*** Begin section ***

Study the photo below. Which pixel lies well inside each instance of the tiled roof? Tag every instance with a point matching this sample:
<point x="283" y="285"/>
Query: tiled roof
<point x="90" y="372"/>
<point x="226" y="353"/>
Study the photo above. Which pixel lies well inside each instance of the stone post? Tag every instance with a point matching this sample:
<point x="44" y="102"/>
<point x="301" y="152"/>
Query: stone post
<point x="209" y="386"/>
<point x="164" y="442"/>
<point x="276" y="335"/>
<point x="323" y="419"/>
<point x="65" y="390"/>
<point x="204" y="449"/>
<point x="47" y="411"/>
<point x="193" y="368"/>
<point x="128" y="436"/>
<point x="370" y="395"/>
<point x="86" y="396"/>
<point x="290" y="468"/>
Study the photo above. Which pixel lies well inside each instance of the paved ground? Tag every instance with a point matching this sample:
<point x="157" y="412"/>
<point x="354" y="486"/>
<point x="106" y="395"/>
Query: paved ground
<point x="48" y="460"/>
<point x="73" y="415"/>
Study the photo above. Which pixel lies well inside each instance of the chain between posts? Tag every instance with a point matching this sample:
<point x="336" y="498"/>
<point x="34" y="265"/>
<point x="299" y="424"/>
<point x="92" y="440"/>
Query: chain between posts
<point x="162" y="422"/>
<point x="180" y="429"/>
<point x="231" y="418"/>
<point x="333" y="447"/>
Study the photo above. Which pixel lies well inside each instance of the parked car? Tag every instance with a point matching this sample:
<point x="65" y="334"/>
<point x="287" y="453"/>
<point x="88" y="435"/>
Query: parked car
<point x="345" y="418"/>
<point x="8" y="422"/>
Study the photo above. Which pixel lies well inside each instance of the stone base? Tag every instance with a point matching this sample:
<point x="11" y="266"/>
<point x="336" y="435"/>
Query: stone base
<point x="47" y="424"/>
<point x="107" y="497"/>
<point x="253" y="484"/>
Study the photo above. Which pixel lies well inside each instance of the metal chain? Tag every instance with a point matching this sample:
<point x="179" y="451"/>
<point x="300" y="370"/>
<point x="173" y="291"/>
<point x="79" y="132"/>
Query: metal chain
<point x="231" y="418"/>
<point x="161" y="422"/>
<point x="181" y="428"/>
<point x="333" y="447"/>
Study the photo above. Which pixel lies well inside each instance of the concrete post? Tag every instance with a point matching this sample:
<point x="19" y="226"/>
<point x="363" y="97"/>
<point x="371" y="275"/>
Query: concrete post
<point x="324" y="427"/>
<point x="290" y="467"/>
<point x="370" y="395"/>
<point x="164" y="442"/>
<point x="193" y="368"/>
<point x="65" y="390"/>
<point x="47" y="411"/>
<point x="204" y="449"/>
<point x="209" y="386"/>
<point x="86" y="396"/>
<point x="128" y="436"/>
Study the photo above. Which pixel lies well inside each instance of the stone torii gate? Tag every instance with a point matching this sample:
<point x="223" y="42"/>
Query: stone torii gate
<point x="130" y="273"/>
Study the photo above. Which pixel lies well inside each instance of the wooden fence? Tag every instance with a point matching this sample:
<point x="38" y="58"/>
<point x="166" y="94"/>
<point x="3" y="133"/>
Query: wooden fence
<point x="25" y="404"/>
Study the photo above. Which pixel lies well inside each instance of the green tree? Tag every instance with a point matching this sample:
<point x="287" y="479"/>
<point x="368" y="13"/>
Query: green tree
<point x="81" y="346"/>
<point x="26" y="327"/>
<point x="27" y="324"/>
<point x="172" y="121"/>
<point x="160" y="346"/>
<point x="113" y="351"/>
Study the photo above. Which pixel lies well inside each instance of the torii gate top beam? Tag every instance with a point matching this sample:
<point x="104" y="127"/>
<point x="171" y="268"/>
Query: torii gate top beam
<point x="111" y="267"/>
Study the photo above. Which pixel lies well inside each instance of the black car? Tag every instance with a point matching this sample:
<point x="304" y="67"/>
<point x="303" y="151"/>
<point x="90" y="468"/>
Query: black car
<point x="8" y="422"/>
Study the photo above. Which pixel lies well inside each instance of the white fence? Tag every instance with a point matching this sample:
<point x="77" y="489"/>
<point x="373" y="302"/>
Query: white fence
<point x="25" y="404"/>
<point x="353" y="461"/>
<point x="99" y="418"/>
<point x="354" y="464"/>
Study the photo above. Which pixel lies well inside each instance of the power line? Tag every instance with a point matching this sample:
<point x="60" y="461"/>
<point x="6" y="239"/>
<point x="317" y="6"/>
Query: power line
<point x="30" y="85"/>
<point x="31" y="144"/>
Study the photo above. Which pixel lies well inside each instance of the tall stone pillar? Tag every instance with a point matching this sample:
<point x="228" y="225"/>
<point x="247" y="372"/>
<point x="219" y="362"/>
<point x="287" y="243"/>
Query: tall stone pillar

*** End section ***

# ASSIGNED TASK
Return every entry exactly as given.

# RESPONSE AREA
Study the photo below. Which pixel lies well inside each instance of the tiled roof? Tag every instance with a point matching this sample:
<point x="283" y="285"/>
Query: tiled roof
<point x="90" y="372"/>
<point x="226" y="353"/>
Study the photo above. Which pixel lies well inside each instance of the stone post? Tag every instance with a point matching this sample:
<point x="44" y="102"/>
<point x="301" y="152"/>
Query: stone post
<point x="209" y="386"/>
<point x="164" y="442"/>
<point x="276" y="335"/>
<point x="323" y="419"/>
<point x="65" y="390"/>
<point x="204" y="449"/>
<point x="47" y="411"/>
<point x="193" y="368"/>
<point x="128" y="436"/>
<point x="370" y="395"/>
<point x="86" y="396"/>
<point x="290" y="468"/>
Study the photo above. Which pixel lies well inside each instance of the paved ground? Tag every instance with a point matching this sample:
<point x="157" y="412"/>
<point x="354" y="486"/>
<point x="106" y="395"/>
Query: paved ground
<point x="48" y="460"/>
<point x="73" y="415"/>
Study the photo above. Which pixel lies well inside each instance of the chain between posts? Tag every instance with a point matching this sample:
<point x="336" y="498"/>
<point x="34" y="265"/>
<point x="299" y="424"/>
<point x="92" y="440"/>
Query: chain between posts
<point x="162" y="422"/>
<point x="180" y="429"/>
<point x="231" y="418"/>
<point x="333" y="447"/>
Study the photo above. Which pixel lies well inside each instance of the parked car? Tag every instance with a point matching this sample:
<point x="65" y="334"/>
<point x="287" y="453"/>
<point x="88" y="435"/>
Query: parked car
<point x="345" y="418"/>
<point x="8" y="422"/>
Study the photo above. Which pixel lies well inside each instance of the stone base? Tag every instance with a point matching this sample:
<point x="11" y="266"/>
<point x="336" y="435"/>
Query: stone base
<point x="47" y="424"/>
<point x="107" y="497"/>
<point x="253" y="484"/>
Study the photo above. Which pixel lies well inside each instance of the metal chain? Tag every instance with a point matching this sample:
<point x="179" y="451"/>
<point x="300" y="370"/>
<point x="173" y="291"/>
<point x="79" y="132"/>
Query: metal chain
<point x="231" y="418"/>
<point x="161" y="422"/>
<point x="181" y="428"/>
<point x="333" y="447"/>
Study the photo above. Which pixel lies well inside each instance of the concrete post? Tag every instance with a point matching this sample:
<point x="19" y="226"/>
<point x="363" y="97"/>
<point x="371" y="275"/>
Query: concrete post
<point x="324" y="427"/>
<point x="290" y="467"/>
<point x="370" y="395"/>
<point x="164" y="442"/>
<point x="193" y="368"/>
<point x="65" y="390"/>
<point x="47" y="411"/>
<point x="204" y="449"/>
<point x="209" y="386"/>
<point x="86" y="396"/>
<point x="128" y="436"/>
Study the photo above. Which pixel lies well inside each instance of the stone torii gate? Tag every instance with a point matching this sample:
<point x="223" y="42"/>
Query: stone torii gate
<point x="130" y="273"/>
Study the photo above. Which pixel lies well inside each instance of the wooden fence? Tag every instance with a point matching this sample:
<point x="38" y="58"/>
<point x="166" y="94"/>
<point x="3" y="133"/>
Query: wooden fence
<point x="25" y="404"/>
Study the photo above. Which pixel lies well inside each instance of the green tree? Tag every instance with a point matching this sample:
<point x="287" y="479"/>
<point x="368" y="13"/>
Query: green tree
<point x="81" y="346"/>
<point x="26" y="327"/>
<point x="27" y="324"/>
<point x="172" y="121"/>
<point x="160" y="346"/>
<point x="113" y="351"/>
Study the photo above. Which pixel lies well inside each instance of the torii gate top beam? Tag every instance with a point matching this sample:
<point x="104" y="127"/>
<point x="171" y="268"/>
Query: torii gate top beam
<point x="111" y="267"/>
Study the photo above. Which pixel lies well inside each instance of the black car? Tag every instance with a point matching this sample:
<point x="304" y="67"/>
<point x="303" y="151"/>
<point x="90" y="468"/>
Query: black car
<point x="8" y="422"/>
Study the photo above. Which pixel lies well inside each instance of the white fence? Tag every instance with a point matching this sample:
<point x="77" y="489"/>
<point x="373" y="302"/>
Query: white fence
<point x="25" y="404"/>
<point x="353" y="461"/>
<point x="99" y="418"/>
<point x="354" y="464"/>
Study the photo above. Which pixel lies well inside each instance of the power line? Tag every instance with a point matching this sample:
<point x="60" y="461"/>
<point x="6" y="239"/>
<point x="317" y="6"/>
Query: power line
<point x="30" y="85"/>
<point x="31" y="144"/>
Study the photo above. Which pixel lies well inside each instance of the tall stone pillar? Tag every instance with a point matching this sample:
<point x="228" y="225"/>
<point x="247" y="372"/>
<point x="219" y="362"/>
<point x="287" y="243"/>
Query: tall stone pillar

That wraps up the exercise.